___ EXTRACTED INFORMATION ___
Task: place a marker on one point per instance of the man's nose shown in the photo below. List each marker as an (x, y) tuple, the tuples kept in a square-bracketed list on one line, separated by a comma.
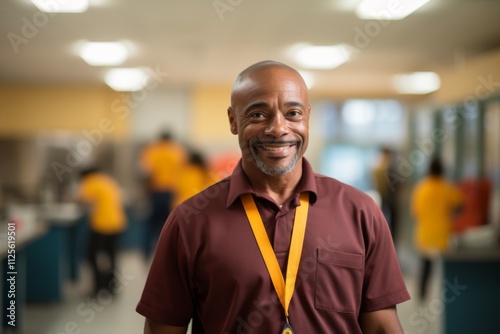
[(278, 126)]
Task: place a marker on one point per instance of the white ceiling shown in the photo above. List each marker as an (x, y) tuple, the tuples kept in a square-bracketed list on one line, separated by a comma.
[(195, 45)]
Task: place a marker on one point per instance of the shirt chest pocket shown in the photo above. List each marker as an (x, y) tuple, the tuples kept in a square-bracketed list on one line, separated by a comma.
[(339, 281)]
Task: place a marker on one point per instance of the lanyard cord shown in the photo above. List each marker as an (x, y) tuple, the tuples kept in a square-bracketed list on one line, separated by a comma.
[(284, 289)]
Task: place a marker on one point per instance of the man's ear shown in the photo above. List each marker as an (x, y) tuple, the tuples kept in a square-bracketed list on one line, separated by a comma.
[(232, 121)]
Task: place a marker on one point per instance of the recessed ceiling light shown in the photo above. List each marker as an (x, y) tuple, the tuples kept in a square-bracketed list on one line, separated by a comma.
[(416, 83), (127, 79), (103, 53), (388, 9), (62, 6), (321, 57)]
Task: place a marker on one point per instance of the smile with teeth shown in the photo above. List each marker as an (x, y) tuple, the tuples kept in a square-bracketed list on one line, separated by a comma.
[(274, 148)]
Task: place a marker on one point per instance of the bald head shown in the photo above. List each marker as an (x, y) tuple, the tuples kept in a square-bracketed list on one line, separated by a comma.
[(240, 84)]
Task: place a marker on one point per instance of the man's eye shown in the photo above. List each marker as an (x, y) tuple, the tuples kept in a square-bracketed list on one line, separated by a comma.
[(257, 115)]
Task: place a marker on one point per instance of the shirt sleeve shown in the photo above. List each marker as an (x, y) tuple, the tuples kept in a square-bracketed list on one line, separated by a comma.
[(166, 297), (383, 285)]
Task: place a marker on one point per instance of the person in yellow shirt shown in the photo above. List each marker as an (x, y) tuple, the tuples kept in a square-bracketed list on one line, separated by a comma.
[(161, 163), (193, 178), (107, 222), (434, 201)]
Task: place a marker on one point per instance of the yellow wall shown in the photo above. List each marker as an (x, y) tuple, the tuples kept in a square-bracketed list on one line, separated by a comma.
[(208, 120), (28, 110)]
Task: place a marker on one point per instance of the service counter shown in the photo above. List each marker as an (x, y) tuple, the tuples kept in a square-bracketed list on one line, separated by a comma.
[(471, 291), (15, 242)]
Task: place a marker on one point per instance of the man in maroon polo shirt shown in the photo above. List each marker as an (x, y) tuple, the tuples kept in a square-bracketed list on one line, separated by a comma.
[(274, 248)]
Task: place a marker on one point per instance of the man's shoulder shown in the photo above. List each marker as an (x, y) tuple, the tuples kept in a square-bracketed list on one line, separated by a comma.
[(329, 186)]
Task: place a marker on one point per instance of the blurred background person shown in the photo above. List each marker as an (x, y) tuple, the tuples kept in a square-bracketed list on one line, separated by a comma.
[(107, 221), (161, 163), (194, 177), (434, 201), (387, 190)]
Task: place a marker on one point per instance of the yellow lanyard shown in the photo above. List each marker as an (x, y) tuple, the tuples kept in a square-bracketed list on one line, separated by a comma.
[(284, 291)]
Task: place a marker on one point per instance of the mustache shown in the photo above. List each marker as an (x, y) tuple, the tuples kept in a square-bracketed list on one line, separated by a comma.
[(273, 142)]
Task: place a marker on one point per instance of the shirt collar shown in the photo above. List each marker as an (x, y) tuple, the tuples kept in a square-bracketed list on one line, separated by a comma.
[(239, 184)]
___
* _BRIEF_
What goes in the answer is the run of lines from the one holding "of the mustache" to the end of the entries, reproduced exactly and with nothing else.

* _OUTPUT OF THE EXERCISE_
Task: place a marker on one point per instance of the mustache shown in the photo above. List each marker as an (x, y) tuple, the tuples kept in a square-bracketed list on one line, separated by a comma.
[(273, 142)]
Task: place a marker on one point per instance of the shirt collar shown in the photo above. List each marker as an (x, y) tuple, the tuples kept in a square-bracketed list on one line, separated by a comma.
[(239, 184)]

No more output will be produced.